TASK:
All entries below are to be reproduced exactly.
[EXTRACTED INFORMATION — start]
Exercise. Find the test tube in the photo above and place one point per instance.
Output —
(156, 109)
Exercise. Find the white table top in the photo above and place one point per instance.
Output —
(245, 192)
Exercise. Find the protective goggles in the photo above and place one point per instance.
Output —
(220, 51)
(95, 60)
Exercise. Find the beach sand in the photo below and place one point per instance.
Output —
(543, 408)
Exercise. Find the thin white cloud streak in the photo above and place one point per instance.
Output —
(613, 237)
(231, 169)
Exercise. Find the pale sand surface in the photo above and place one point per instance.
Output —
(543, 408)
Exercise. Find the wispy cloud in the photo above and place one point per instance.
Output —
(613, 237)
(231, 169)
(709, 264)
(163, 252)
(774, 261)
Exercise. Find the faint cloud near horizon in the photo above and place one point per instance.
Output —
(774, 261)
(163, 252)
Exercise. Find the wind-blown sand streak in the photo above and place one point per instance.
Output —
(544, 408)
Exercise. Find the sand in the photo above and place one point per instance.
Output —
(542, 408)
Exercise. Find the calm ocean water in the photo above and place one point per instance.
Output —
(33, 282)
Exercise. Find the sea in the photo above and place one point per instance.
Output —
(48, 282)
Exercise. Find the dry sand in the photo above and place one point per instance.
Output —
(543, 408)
[EXTRACTED INFORMATION — finish]
EXERCISE SOLUTION:
Exercise. Find the test tube in the photo above and place one point per instance.
Output —
(156, 109)
Exercise. Find the white table top in the photo above and place one point per instance.
Output —
(245, 192)
Exercise. Find the protective goggles in the photo above and place one point per instance.
Output —
(220, 51)
(95, 60)
Exercise. Find the beach sand in the photo below and place one point per instance.
Output —
(543, 408)
Exercise. Find the thin white cloud streak in the photo above and place one point per instance.
Output —
(613, 237)
(231, 169)
Exercise. Find the pale sand surface in the photo above and place one point per instance.
Output —
(543, 408)
Exercise. Find the wispy cloud in the photo above and place one point per instance.
Output —
(613, 237)
(231, 169)
(709, 264)
(163, 252)
(774, 261)
Exercise. Find the faint cloud near horizon in the photo above and place one point per instance.
Output —
(774, 261)
(163, 252)
Exercise. Find the wind-blown sand streak in the photo above and place one point per instance.
Output —
(544, 408)
Exercise. Find the sand in the photo above and place one point per instance.
Output —
(542, 408)
Exercise. Find the calm ocean water in the photo above and place one point per instance.
Output —
(33, 282)
Exercise. Find the sea in the photo above and place one point per instance.
Output —
(48, 282)
Exercise. Find the dry sand in the photo above and place one point per instance.
Output —
(543, 408)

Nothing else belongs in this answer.